● Labeling and segmentation records:
::::::::::
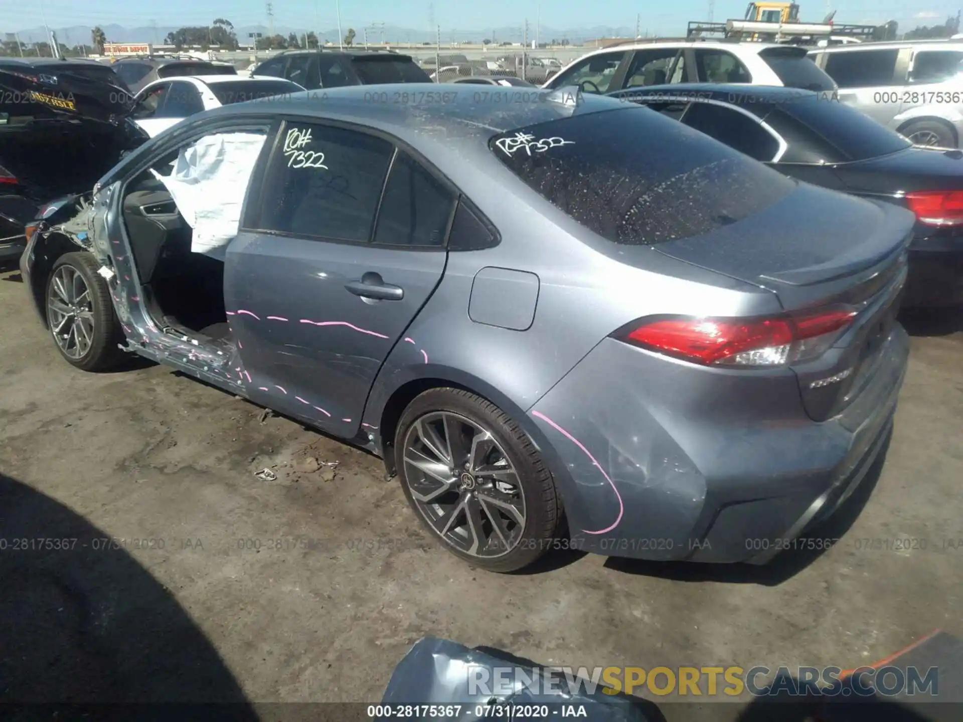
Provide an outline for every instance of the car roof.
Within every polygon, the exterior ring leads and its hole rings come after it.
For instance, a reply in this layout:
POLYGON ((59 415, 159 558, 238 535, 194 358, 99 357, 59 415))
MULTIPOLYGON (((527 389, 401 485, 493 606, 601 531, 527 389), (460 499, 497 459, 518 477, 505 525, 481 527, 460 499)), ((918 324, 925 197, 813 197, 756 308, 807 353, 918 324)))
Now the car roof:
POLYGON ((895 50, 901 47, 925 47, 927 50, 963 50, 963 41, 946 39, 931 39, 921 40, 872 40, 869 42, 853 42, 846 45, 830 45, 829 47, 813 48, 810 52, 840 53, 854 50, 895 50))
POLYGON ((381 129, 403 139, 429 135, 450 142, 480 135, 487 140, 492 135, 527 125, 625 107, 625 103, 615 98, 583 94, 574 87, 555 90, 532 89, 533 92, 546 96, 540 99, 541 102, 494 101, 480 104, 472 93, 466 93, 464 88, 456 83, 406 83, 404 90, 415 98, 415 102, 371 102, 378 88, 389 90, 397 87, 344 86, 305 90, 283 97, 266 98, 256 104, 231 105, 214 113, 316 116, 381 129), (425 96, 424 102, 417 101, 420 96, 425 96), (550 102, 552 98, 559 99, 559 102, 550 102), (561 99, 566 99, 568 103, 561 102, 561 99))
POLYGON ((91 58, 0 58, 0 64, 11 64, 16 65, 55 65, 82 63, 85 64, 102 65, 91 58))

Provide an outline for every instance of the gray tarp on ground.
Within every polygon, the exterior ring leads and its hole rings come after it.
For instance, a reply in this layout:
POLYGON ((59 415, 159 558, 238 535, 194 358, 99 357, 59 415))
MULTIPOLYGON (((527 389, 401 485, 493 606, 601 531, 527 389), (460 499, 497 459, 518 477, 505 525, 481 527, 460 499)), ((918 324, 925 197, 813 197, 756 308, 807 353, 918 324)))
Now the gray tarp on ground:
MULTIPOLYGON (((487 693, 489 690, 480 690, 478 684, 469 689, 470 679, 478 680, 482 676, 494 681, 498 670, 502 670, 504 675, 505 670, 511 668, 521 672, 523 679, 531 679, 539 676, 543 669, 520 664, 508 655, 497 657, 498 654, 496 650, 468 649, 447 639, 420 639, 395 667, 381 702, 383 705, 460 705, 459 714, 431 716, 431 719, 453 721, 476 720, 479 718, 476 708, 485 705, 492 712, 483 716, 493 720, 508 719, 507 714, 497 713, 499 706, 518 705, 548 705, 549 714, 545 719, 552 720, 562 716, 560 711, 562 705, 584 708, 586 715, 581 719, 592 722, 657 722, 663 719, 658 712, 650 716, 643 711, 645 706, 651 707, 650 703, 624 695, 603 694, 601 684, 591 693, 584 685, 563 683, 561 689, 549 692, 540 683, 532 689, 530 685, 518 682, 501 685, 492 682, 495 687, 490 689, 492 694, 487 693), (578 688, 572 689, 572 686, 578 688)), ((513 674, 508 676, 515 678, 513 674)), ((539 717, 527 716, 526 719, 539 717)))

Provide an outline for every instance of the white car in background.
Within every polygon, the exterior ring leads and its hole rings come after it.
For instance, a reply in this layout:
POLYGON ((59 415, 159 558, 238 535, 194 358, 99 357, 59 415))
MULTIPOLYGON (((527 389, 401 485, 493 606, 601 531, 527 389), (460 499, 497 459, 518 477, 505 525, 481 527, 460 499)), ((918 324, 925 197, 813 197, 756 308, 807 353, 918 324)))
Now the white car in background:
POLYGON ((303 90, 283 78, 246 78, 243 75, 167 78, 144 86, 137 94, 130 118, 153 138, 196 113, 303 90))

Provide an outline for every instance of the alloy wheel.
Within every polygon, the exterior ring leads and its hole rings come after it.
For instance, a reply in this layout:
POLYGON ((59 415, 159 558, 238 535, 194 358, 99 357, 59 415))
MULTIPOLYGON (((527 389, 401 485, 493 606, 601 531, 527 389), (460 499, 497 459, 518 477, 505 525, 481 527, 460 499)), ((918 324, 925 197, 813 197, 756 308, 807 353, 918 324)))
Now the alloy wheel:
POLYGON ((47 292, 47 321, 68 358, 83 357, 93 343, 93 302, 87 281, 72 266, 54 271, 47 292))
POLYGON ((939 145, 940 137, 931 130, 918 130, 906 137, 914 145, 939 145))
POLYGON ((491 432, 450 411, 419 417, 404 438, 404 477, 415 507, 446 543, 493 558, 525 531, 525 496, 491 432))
::::::::::
● What needs to be done:
Print every one of the lines above word for word, and leave the pictures out of your answer.

● Response:
Provide an outline for every instance of the car roof.
Within every polygon, the exterior ring leads and its hole rings come after it.
For instance, a reply in this layout:
POLYGON ((59 415, 159 558, 238 535, 194 358, 99 357, 59 415))
MULTIPOLYGON (((527 389, 401 485, 493 606, 601 531, 527 389), (460 499, 497 459, 518 477, 505 525, 481 527, 460 499)), ((918 324, 925 197, 813 197, 756 308, 807 353, 918 324)))
Now the car roof:
POLYGON ((895 50, 901 47, 925 47, 927 50, 963 50, 963 41, 946 39, 931 39, 921 40, 872 40, 869 42, 853 42, 846 45, 830 45, 829 47, 813 48, 810 52, 840 53, 854 50, 895 50))
POLYGON ((381 129, 403 139, 429 135, 450 142, 480 135, 487 140, 492 135, 527 125, 625 107, 625 103, 615 98, 583 94, 574 87, 555 90, 532 89, 533 92, 546 96, 540 99, 541 102, 494 101, 480 104, 472 93, 466 93, 464 88, 456 83, 406 83, 404 90, 415 98, 415 102, 371 102, 378 88, 389 90, 397 87, 344 86, 305 90, 283 97, 266 98, 256 104, 231 105, 214 113, 316 116, 381 129), (425 96, 424 102, 417 101, 420 96, 425 96), (550 102, 552 98, 559 99, 559 102, 550 102), (561 99, 566 99, 568 103, 561 102, 561 99))
POLYGON ((91 58, 0 58, 0 64, 11 64, 16 65, 55 65, 82 63, 85 64, 102 65, 91 58))

Provide an outline for every instance of the gray tarp on ground.
Within every polygon, the exterior ring leads and its hole rings come after it.
For instance, a reply in this layout:
POLYGON ((59 415, 159 558, 238 535, 194 358, 99 357, 59 415))
MULTIPOLYGON (((527 389, 401 485, 493 606, 601 531, 527 389), (460 499, 497 459, 518 477, 505 525, 481 527, 460 499)), ((918 324, 925 197, 813 197, 756 308, 807 353, 918 324)))
Now the gray tarp on ground:
MULTIPOLYGON (((487 693, 489 690, 480 690, 478 684, 469 689, 470 679, 478 680, 482 676, 494 681, 498 670, 502 670, 504 675, 505 670, 511 668, 521 672, 523 679, 531 679, 539 676, 543 669, 520 664, 508 655, 497 657, 498 654, 496 650, 468 649, 447 639, 420 639, 395 667, 381 702, 383 705, 460 705, 459 714, 431 716, 431 719, 453 721, 476 720, 479 718, 476 708, 485 705, 492 712, 483 716, 493 720, 508 719, 507 714, 497 713, 499 706, 518 705, 548 705, 549 714, 545 719, 552 720, 562 716, 560 711, 562 705, 584 708, 586 715, 581 719, 592 722, 657 722, 663 719, 658 712, 650 716, 643 711, 645 706, 651 707, 650 703, 624 695, 603 694, 601 684, 591 693, 584 685, 563 683, 561 689, 549 692, 540 683, 532 689, 530 685, 518 682, 501 685, 492 682, 495 687, 490 689, 492 694, 487 693), (578 688, 572 689, 572 686, 578 688)), ((513 674, 508 676, 515 678, 513 674)), ((539 717, 527 716, 526 719, 539 717)))

Provide an outline for every instance of the white car in background.
Within every polygon, the exterior ring leads and its hole rings come after it.
For instance, a reply in this layout:
POLYGON ((59 415, 159 558, 238 535, 194 358, 99 357, 59 415))
MULTIPOLYGON (((527 389, 401 485, 493 606, 601 531, 527 389), (460 499, 497 459, 518 477, 505 525, 481 527, 460 499)), ((918 324, 925 197, 813 197, 756 308, 807 353, 918 324)))
Now the white car in background:
POLYGON ((303 90, 283 78, 246 78, 243 75, 167 78, 144 86, 137 94, 130 118, 153 138, 196 113, 303 90))

Provide an outline for every instance of the alloy wheel.
Within every polygon, the exterior ring leads and its hole rings come after it.
For instance, a reply in this layout:
POLYGON ((59 415, 159 558, 238 535, 194 358, 99 357, 59 415))
MULTIPOLYGON (((527 389, 401 485, 493 606, 601 531, 527 389), (460 499, 497 459, 518 477, 505 525, 481 527, 460 499)), ((918 324, 925 197, 813 197, 756 308, 807 353, 918 324)))
Now the alloy wheel:
POLYGON ((47 292, 47 321, 68 358, 83 357, 93 343, 93 302, 87 281, 72 266, 54 271, 47 292))
POLYGON ((939 145, 940 137, 931 130, 918 130, 906 137, 914 145, 939 145))
POLYGON ((491 432, 450 411, 419 417, 404 438, 404 477, 415 507, 446 543, 493 558, 525 531, 525 496, 491 432))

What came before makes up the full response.